Buku "Duka dari Nduga" Ungkap Tabir Gelap Papua
KAIROSPOS.COM, Jakarta – Persoalan kemanusian di Papua seperti tidak akan pernah habis untuk diperbincangkan dan diperdebatkan. Buku "Duka dari Nduga" menceritakan kisah nyata yang dialami penulis Kristin Samah penulis buku ini. Kisah pilu, kemiskinan, kekerasan dirangkai dengan apik oleh mantan wartawati Suara Pembaruan ini. Banyak pertanyaan yang diberikan narsum pada hadirin berubah jadi curhat masyarakat Papua yang hadir atau para aktifis yang bertugas di Papua.
Buku ini diterbitkan Gramedia Pustaka Utama dan resmi meluncurkan buku “Duka dari Nduga” pada hari Rabu (30/10), bertempat di Grha Ouikumene-PGI, Salemba, Jakarta Pusat. Tampil sebagai narasumber dan pembedah yakni Direktur Eksekutif Amnesti Usman Hamid, Anggota MRP Perwakilan Nduga Louis Maday, Aritonang dan Kristin Samah.
Usman Hamid dalam pandangannya memaparkan bahwa persoalan kemanusian di Nduga belum menjadi perhatian serius pemerintah. “Harapan untuk pemerintahan Jokowi bagi orang Papua tinggi, tetapi secara esensi tidak terjadi. Bahkan kunjungan terakhir diharapkan ketemu pengungsi tetapi tidak terjadi,” katanya.
Faktanya memang ada 5000 orang pengungsi di kampung halamannya sendiri. Dan menurut berbagai laporan sudah 180 orang meninggal.
Buku ini sangat bagus menggambarkan sisi kemanusian yang terjadi di Papua. Ini tidak hanya menarik dibaca tetapi buku ini bisa jadi rujukan untuk kenyataan Papua.
Sedangkan Louis Maday menyoroti bahwa perintah presiden tentang penerikan pasukan bisa dibatalkan bawahan. “Kita ingin membangun solidaritas kemanusian itu penting. Dengan demikian kita harapkan presiden bisa lebih memberikan perhatian,” ujarnya.
Buku karya Kristin Samah ini berkisah tentang seorang perempuan penyintas kekerasan seksual, yang secara tidak langsung berkaitan dengan peristiwa kekerasan dan pembunuhan di Kabupaten Nduga, Papua, pada periode berbeda-beda.

## Data yang Diberikan
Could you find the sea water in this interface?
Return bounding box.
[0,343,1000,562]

## Ketentuan Tugas
a - Dalam berita tentang peluncuran buku "Duka dari Nduga", penerbit mana yang menerbitkan buku tersebut?
b - Ulangi bagian berita tentang buku "Duka dari Nduga" yang dimulai dari "Buku ini sangat" dan berakhir pada "pada periode berbeda-beda.".
c - Lanjutkan berita tentang buku "Duka dari Nduga" mulai dari kalimat terakhirnya.

## Hasil Tiap Tugas
a - Gramedia Pustaka Utama.

b -
Buku ini sangat bagus menggambarkan sisi kemanusian yang terjadi di Papua. Ini tidak hanya menarik dibaca tetapi buku ini bisa jadi rujukan untuk kenyataan Papua.
Sedangkan Louis Maday menyoroti bahwa perintah presiden tentang penerikan pasukan bisa dibatalkan bawahan. “Kita ingin membangun solidaritas kemanusian itu penting. Dengan demikian kita harapkan presiden bisa lebih memberikan perhatian,” ujarnya.
Buku karya Kristin Samah ini berkisah tentang seorang perempuan penyintas kekerasan seksual, yang secara tidak langsung berkaitan dengan peristiwa kekerasan dan pembunuhan di Kabupaten Nduga, Papua, pada periode berbeda-beda.

c -
“Selama dua tahun terakhir, kekerasan dan konflik di Kabupaten Nduga bisa dikatakan menjadi letupan yang kemungkinan akan muncul lagi di daerah lain di provinsi itu. Bertemunya kepentingan politik lokal, politik nasional, bahkan seperti dikatakan Kapolri Jenderal Tito Karnavian, masuk juga politik internasional. Kelindan persoalan ini tidak akan bisa mudah diselesaikan bila akar persoalan tidak disentuh sama sekali,” tutur Kristin, pada Prolog buku Duka dari Nduga.
“Buku ini dipersembahkan untuk orang-orang yang bekerja demi memuliakan kemanusiaan. Penghormatan pada para pekerja kemanusiaan yang oleh sebab konflik, terpaksa menjadi korban kekerasan brutal. Benar bahwa mengangkat senjata untuk merampas hak hidup orang lain adalah kejahatan sadis. Namun, penjahat sesungguhnya adalah orang-orang yang menjual ketidakmampuan orang lain untuk meraih keuntungan diri sendiri atau kelompok,” lanjutnya.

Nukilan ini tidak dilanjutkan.